Input for this task Start Marker

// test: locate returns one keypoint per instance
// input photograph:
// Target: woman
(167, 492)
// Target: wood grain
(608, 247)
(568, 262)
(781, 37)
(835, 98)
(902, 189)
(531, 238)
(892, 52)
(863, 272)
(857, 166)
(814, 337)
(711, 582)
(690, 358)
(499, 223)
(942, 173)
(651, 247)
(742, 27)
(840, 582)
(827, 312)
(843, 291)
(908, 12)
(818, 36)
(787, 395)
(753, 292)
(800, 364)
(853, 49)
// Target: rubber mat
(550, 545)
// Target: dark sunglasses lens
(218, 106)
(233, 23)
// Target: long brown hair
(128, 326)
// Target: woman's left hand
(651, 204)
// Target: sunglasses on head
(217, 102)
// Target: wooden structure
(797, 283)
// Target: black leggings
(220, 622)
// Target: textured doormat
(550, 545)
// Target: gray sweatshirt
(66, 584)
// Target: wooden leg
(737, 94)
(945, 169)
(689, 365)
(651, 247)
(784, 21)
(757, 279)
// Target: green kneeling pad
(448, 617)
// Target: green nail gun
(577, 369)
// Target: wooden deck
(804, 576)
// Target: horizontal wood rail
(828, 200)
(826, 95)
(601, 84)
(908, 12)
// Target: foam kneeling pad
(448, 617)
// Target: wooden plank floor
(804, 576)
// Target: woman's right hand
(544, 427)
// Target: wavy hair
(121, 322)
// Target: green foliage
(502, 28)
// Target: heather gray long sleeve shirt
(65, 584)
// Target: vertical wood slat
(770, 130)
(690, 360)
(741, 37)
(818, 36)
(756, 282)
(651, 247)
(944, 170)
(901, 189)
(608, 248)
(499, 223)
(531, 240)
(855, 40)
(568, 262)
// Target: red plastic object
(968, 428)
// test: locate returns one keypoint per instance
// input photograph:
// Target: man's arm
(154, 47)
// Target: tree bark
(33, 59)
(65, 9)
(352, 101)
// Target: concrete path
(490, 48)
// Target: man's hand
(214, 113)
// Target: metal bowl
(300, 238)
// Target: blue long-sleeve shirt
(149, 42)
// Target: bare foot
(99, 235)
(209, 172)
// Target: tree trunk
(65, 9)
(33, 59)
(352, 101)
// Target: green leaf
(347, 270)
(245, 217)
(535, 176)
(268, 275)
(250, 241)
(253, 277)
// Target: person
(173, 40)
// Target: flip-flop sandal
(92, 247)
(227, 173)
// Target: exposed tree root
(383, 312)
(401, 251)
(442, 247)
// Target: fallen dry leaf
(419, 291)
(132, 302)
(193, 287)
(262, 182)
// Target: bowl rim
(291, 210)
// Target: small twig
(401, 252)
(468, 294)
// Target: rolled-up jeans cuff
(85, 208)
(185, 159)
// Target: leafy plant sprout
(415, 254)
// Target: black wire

Input for this task End Marker

§ Task brief
Look above for the line that contains "Target: wavy hair". That line and every line after it through the end of the data must be written out exactly, with nothing else.

§ Worked solution
// Target: wavy hair
(121, 322)
// Target: green foliage
(502, 28)
// Target: heather gray long sleeve shirt
(65, 584)
// Target: vertical wood slat
(770, 130)
(690, 360)
(741, 37)
(818, 36)
(756, 282)
(651, 247)
(944, 170)
(901, 189)
(608, 248)
(499, 223)
(531, 240)
(855, 40)
(568, 262)
// Target: red plastic object
(968, 428)
// test: locate returns one keypoint per instance
// input photograph:
// Target: man's arm
(154, 47)
// Target: tree bark
(33, 59)
(65, 9)
(352, 101)
// Target: concrete path
(490, 48)
// Target: man's hand
(214, 113)
// Target: metal bowl
(300, 238)
// Target: blue long-sleeve shirt
(149, 42)
// Target: bare foot
(99, 235)
(209, 172)
// Target: tree trunk
(65, 9)
(33, 59)
(352, 101)
// Target: green leaf
(347, 270)
(245, 217)
(535, 176)
(268, 275)
(250, 241)
(253, 277)
// Target: person
(173, 40)
// Target: flip-flop sandal
(92, 247)
(227, 173)
// Target: exposed tree root
(383, 312)
(401, 251)
(442, 247)
// Target: fallen dry leaf
(419, 291)
(132, 302)
(193, 287)
(262, 182)
// Target: bowl rim
(291, 210)
// Target: small twig
(401, 252)
(468, 294)
// Target: rolled-up jeans cuff
(85, 208)
(185, 159)
// Target: leafy plant sprout
(415, 254)
// Target: black wire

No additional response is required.